--- Provided passage ---
Helium Sorption Cooler ESA

Figure 1: 5mW at 4K Helium cooler developed for ESA


The technology has been shown to provide active cooling in the cryogenic temperature range without exporting vibrations or electromagnetic interference. Due to full reversibility of the process and the absence of moving parts (apart from check valves which open and close with a very low frequency) such a cooler has the potential for a very long life and high reliability. Another attractive feature of the technology is the ability to provide cooling over a wide range of temperatures (roughly 2K-200K) by using different working gases and the high thermal stability of the cooling tip.

The technology has been developed for over a decade by the University of Twente, with support from Airbus Defence & Space Netherlands (ADSN, formerly Dutch Space) and more recently also the spin-off companies Kryoz Technologies and Cooll SES. Initial development focused on the application of the technology for space missions with very stringent requirements for exported vibrations. More recently, developments are also ongoing for terrestrial science applications, among them the METIS instrument on E-ELT. This application requires a cooling power which is 1 – 2 order of magnitude greater than the cooling power achieved in previous developments, therefore current activities focus on demonstrating the up-scaling of the technology to higher power.


schematic_cooler

Figure 2: Schematic overview of a sorption cooler


Approach

All sorption coolers developed previously by University of Twente with the support of Airbus Defence & Space Netherlands have had cooling powers in the range 5-20mW at temperatures from 4-15K. E-ELT instruments such as METIS require a cooling power of 0.1-1W in this temperature range, and additionally cooling powers in the range 1-10W in the temperature range >30K.Although such a system can be realized by employing several low-power coolers in parallel, this is not the most compact or efficient solution.

--- Provided data ---
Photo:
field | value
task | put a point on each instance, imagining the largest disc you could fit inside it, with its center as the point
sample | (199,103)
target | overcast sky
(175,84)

--- Task instructions ---
1. In the sorption cooler text, what range of temperatures can the technology cool over by using different working gases?
2. Write out the sorption cooler text starting at "schematic_cooler" and ending at "or efficient solution.", and switch "Airbus Defence & Space Netherlands" to "ADSN" throughout.
3. Resume the sorption cooler text after its final sentence.
The entries have no connection to the sorption cooler text.

--- Responses ---
1. Roughly 2K to 200K.

2.
schematic_cooler

Figure 2: Schematic overview of a sorption cooler


Approach

All sorption coolers developed previously by University of Twente with the support of ADSN have had cooling powers in the range 5-20mW at temperatures from 4-15K. E-ELT instruments such as METIS require a cooling power of 0.1-1W in this temperature range, and additionally cooling powers in the range 1-10W in the temperature range >30K.Although such a system can be realized by employing several low-power coolers in parallel, this is not the most compact or efficient solution.

3.
Within the frame of a PhD programme the University of Twente will therefore perform an investigation into the characteristics of a high-power sorption cooling systems at various cooling temperatures, with a focus on system compactness and efficiency. Four temperature regimes corresponding to various optical and detector elements in the E-ELT will be considered:

-       Ca. 150K (for near-IR instruments)

-       Ca. 80K (for near-IR detectors)

-       Ca. 30K (for mid-IR instruments)

-       Ca. 5K (for mid-IR detectors)

The following possible optimization techniques are investigated:


Optimization of the working fluid:
Aim is to select the best gas/liquid for a given cooling temperature


Minimizing the cycle-time:
The cooling power is determined by the average net quantity of gas which is desorbed over the cycle time. One way of optimizing the cooling power is therefore to maximize the quantity of gas desorbed (see the next point), another way is to minimize the cycle time. The cycle time is determined to a large extent by the cool-down phase of the sorption cell (the adsorption phase). The time constant of this process is roughly equal to the thermal resistance to the cold sink multiplied by the heat capacity of the cell. While the heat capacity is determined to a large extent by the mass of the activated carbon in the cell, the thermal resistance allows for improvements. Such improvements might be different cell geometries (such as length/width ratio) or even forced convection.


Maximizing sorption capacity:
In close cooperation with suppliers of activated carbon, the sorption characteristics of the carbon in relation to various working fluids will be investigated. The University of Twente possesses an instrument which can perform measurements of sorption isotherms.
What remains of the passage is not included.